- Exercise data -

--

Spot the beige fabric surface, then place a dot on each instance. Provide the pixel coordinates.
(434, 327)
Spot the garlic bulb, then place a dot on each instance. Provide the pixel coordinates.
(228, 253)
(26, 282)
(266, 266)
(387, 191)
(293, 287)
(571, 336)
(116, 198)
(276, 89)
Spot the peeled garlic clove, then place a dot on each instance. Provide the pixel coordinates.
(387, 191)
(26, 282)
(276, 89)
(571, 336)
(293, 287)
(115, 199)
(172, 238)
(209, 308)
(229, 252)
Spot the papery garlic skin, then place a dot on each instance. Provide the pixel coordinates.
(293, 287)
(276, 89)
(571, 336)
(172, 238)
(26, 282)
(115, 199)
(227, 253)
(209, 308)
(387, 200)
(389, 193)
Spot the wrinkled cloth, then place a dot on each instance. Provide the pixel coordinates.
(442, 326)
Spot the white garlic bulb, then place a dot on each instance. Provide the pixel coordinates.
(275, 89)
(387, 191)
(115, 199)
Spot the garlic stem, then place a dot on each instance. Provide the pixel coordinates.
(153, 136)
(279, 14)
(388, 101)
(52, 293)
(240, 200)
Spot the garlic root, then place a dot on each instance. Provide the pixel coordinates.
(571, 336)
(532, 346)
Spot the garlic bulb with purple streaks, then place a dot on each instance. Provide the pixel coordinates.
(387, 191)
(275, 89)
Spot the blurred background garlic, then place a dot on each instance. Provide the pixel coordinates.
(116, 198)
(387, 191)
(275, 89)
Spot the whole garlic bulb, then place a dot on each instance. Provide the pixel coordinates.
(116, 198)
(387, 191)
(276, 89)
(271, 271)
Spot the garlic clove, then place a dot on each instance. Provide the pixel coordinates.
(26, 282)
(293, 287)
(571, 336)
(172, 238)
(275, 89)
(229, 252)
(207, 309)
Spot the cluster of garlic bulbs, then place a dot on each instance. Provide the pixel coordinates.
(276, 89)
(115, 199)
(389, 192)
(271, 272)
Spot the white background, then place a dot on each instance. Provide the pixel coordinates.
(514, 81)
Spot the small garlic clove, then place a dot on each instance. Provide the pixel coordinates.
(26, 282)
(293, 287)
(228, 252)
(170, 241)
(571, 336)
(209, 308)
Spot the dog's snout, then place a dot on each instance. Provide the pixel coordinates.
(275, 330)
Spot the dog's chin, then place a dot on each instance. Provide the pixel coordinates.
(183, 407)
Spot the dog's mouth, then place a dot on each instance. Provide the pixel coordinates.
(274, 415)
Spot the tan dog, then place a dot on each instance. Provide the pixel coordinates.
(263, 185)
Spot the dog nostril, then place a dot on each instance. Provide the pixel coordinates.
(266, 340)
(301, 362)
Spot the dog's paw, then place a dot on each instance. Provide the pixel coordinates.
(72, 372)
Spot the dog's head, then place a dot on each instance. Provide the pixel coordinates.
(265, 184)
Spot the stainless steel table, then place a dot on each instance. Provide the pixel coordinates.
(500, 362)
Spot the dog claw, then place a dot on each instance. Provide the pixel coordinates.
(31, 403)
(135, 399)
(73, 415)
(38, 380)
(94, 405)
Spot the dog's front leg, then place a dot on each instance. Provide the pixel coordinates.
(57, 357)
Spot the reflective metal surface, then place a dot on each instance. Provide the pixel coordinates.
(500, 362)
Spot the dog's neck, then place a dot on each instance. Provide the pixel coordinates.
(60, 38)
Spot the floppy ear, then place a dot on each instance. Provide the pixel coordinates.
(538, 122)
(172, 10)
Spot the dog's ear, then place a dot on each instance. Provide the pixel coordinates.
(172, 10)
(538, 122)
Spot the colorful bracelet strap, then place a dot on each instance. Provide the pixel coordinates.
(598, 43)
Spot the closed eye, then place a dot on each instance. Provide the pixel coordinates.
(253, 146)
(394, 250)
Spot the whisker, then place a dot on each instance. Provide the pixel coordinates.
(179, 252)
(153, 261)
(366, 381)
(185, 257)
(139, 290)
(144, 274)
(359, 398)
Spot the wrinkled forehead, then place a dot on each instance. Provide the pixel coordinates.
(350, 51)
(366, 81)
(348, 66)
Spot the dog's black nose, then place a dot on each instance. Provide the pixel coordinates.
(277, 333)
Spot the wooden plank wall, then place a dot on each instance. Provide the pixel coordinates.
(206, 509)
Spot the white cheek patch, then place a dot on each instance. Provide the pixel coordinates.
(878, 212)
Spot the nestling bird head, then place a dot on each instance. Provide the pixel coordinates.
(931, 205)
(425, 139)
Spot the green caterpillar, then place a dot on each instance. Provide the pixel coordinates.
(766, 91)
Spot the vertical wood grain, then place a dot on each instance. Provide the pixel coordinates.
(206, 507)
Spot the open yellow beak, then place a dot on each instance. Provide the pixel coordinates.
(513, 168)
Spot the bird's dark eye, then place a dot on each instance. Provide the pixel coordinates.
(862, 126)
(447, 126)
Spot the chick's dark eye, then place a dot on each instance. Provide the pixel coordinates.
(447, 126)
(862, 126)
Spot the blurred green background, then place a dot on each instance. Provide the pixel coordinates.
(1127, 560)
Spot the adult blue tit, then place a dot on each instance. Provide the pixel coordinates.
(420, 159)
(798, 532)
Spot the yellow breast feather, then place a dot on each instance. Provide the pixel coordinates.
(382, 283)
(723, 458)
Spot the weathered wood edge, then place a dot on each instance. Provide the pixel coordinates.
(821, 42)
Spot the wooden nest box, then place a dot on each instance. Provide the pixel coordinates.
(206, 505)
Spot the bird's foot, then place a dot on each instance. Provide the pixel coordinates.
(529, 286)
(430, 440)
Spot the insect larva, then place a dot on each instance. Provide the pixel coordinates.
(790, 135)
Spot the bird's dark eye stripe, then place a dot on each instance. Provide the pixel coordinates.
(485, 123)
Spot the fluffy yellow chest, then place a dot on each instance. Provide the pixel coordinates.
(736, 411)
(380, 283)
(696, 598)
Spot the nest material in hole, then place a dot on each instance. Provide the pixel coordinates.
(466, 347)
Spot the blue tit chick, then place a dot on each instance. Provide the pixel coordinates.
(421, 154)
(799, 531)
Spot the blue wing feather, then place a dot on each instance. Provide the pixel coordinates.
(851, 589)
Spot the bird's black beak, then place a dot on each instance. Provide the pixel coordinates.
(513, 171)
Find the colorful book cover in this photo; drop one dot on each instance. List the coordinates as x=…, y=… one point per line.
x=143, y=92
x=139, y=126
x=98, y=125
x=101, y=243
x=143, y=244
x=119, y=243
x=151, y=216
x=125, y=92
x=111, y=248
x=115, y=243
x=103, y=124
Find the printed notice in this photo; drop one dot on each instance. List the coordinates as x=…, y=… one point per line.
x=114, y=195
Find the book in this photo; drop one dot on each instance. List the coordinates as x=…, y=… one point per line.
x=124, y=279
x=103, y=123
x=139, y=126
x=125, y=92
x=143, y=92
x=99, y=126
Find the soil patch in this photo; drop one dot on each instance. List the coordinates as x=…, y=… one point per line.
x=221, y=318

--

- What is expected -
Repeat all the entries word for word.

- Written response -
Spot the beige fabric surface, then place a dot on each instance. Provide the pixel coordinates.
(434, 327)
Spot the garlic bulb, then place a dot on each instance. Provide the pixel coordinates.
(228, 253)
(26, 282)
(266, 266)
(387, 191)
(293, 287)
(571, 336)
(116, 198)
(276, 89)
Spot the peeled garlic clove, then place a dot on each instance. Provide the pixel coordinates.
(387, 191)
(26, 282)
(276, 89)
(571, 336)
(293, 287)
(115, 199)
(172, 238)
(209, 308)
(229, 252)
Spot the papery garlic skin, then place a dot on each instance. Provide the pixel coordinates.
(293, 287)
(276, 89)
(571, 336)
(172, 238)
(26, 282)
(115, 199)
(227, 253)
(209, 308)
(387, 200)
(389, 193)
Spot the wrinkled cloth, then place a dot on each instance. Provide the pixel coordinates.
(442, 326)
Spot the white garlic bulb, then place a dot on each instance. Provide the pixel coordinates.
(275, 89)
(387, 191)
(115, 199)
Spot the garlic stem, then place a dot on each instance. Provide the pixel coordinates.
(153, 136)
(279, 14)
(388, 101)
(52, 293)
(240, 200)
Spot the garlic root, then place a dot on each instance. Provide the pixel coordinates.
(571, 336)
(532, 346)
Spot the garlic bulb with purple streaks, then place a dot on each instance. Provide the pixel coordinates.
(387, 191)
(275, 89)
Spot the blurred background garlic, then place a dot on each instance. Provide the pixel coordinates.
(116, 198)
(387, 191)
(275, 89)
Spot the whole garlic bulb, then place a dot on each instance. Provide the pixel coordinates.
(116, 198)
(387, 191)
(276, 89)
(271, 271)
Spot the garlic clove, then place a dot on each instance. Provide the pixel coordinates.
(26, 282)
(293, 287)
(571, 336)
(172, 238)
(275, 89)
(229, 252)
(207, 309)
Spot the cluster of garlic bulbs, then place a dot on each instance. Provide the pixel coordinates.
(276, 89)
(115, 199)
(389, 192)
(271, 272)
Spot the white background, then place a dot on each instance. Provide the pixel coordinates.
(514, 81)
Spot the small garlic clove, then place a dot on each instance. Provide the pixel coordinates.
(26, 282)
(293, 287)
(228, 252)
(170, 241)
(571, 336)
(209, 308)
Spot the dog's snout, then place a dot on each instance. Provide the pixel coordinates.
(275, 330)
Spot the dog's chin, then place a dot on each instance. Provide the pixel coordinates.
(183, 407)
Spot the dog's mouth, then place a dot on each instance. Provide the pixel coordinates.
(274, 415)
Spot the tan dog, then place a dot on each instance. Provide the pixel coordinates.
(263, 185)
Spot the dog nostril, then place a dot on each instance. Provide the pixel coordinates.
(266, 340)
(301, 362)
Spot the dog's paw, then place a dot on each instance. Provide the pixel coordinates.
(72, 372)
Spot the dog's head, then place a dot on each instance. Provide the pixel coordinates.
(265, 184)
Spot the stainless steel table, then place a dot on each instance. Provide the pixel coordinates.
(500, 362)
Spot the dog claw, then place a dot on each instance. Provide the pixel coordinates.
(31, 403)
(135, 399)
(73, 415)
(38, 380)
(94, 405)
Spot the dog's front leg, then place a dot on each instance. Provide the pixel coordinates.
(57, 357)
Spot the reflective metal surface, then place a dot on each instance. Provide the pixel coordinates.
(500, 362)
Spot the dog's neck, then place a dot on each instance. Provide the pixel coordinates.
(60, 38)
Spot the floppy ear, then place a dot on each instance. Provide the pixel coordinates.
(538, 122)
(172, 10)
Spot the dog's ear, then place a dot on each instance. Provide the pixel coordinates.
(172, 10)
(538, 122)
Spot the colorful bracelet strap, then place a dot on each instance. Provide the pixel coordinates.
(598, 43)
Spot the closed eye, then place a dot on each instance. Provide the pixel coordinates.
(253, 146)
(394, 250)
Spot the whisker, then place a dot on each instance. Provide the pixel coordinates.
(179, 252)
(153, 261)
(366, 381)
(185, 257)
(139, 290)
(144, 274)
(359, 398)
Spot the wrinkled forehead, then place a dot on each instance. Provide the pixel coordinates.
(350, 51)
(366, 81)
(348, 66)
Spot the dog's black nose, then place a dot on each instance. Provide the pixel coordinates.
(277, 333)
Spot the wooden plank wall, then place a dot on each instance. Provide the pixel coordinates.
(206, 509)
Spot the white cheek patch, then place a dot on each instance. Provide the pixel coordinates.
(878, 212)
Spot the nestling bird head, then place a dot on each instance. Provide the pixel coordinates.
(931, 205)
(425, 139)
Spot the green caterpillar, then place a dot on each instance. Provide the pixel coordinates.
(766, 91)
Spot the vertical wood grain, then place a dot on each instance. Provide the pixel coordinates.
(206, 507)
Spot the open yellow beak, then place a dot on each instance. Provide the pixel coordinates.
(513, 168)
Spot the bird's dark eye, then place a dot on each instance. Provide the pixel coordinates.
(862, 126)
(447, 126)
Spot the chick's dark eye, then place a dot on each instance. Provide the pixel coordinates.
(447, 126)
(862, 126)
Spot the blurred green background, then place a dot on each instance. Provide the pixel coordinates.
(1127, 560)
Spot the adult blue tit, then place a dot on each instance. Provide the pixel coordinates.
(420, 159)
(798, 532)
Spot the yellow breast feather, then place a dot on each instance. Provide the pixel coordinates.
(382, 283)
(723, 458)
Spot the weathered wood edge, then place a dot on each instance. Provide the pixel coordinates.
(821, 42)
Spot the wooden nest box, then place a dot on each instance. Provide the pixel coordinates.
(206, 505)
Spot the bird's foot, then place a dot on each instance. Provide the pixel coordinates.
(529, 286)
(430, 440)
Spot the insect larva, then place a dot on each instance. Provide the pixel coordinates.
(790, 135)
Spot the bird's dark eye stripe, then place a dot on each instance. Provide the pixel coordinates.
(485, 123)
Spot the fluffy yellow chest, then place a dot on each instance. Provide the pixel coordinates.
(736, 411)
(380, 283)
(696, 598)
Spot the nest material in hole, then place a dot on each instance. Provide the pixel coordinates.
(466, 347)
Spot the blue tit chick, then place a dot on each instance. Provide the pixel coordinates.
(421, 154)
(799, 531)
Spot the blue wing feather, then place a dot on each instance. Provide the pixel coordinates.
(851, 589)
Spot the bird's black beak, then place a dot on each instance. Provide the pixel coordinates.
(513, 171)
Find the colorful book cover in this photo; drop one dot on each instance. List the coordinates as x=…, y=… one point per line.
x=143, y=92
x=139, y=126
x=98, y=125
x=101, y=243
x=143, y=244
x=119, y=243
x=151, y=216
x=125, y=92
x=111, y=248
x=115, y=243
x=103, y=124
Find the printed notice in this photo; drop one dot on each instance. List the coordinates as x=…, y=… one point per line.
x=114, y=195
Find the book in this photo; drop one dot on each instance. List the coordinates as x=…, y=… one point per line.
x=124, y=279
x=103, y=123
x=139, y=126
x=125, y=92
x=143, y=92
x=99, y=126
Find the soil patch in this photo; drop one dot on each instance. List the coordinates as x=…, y=… one point per line.
x=221, y=318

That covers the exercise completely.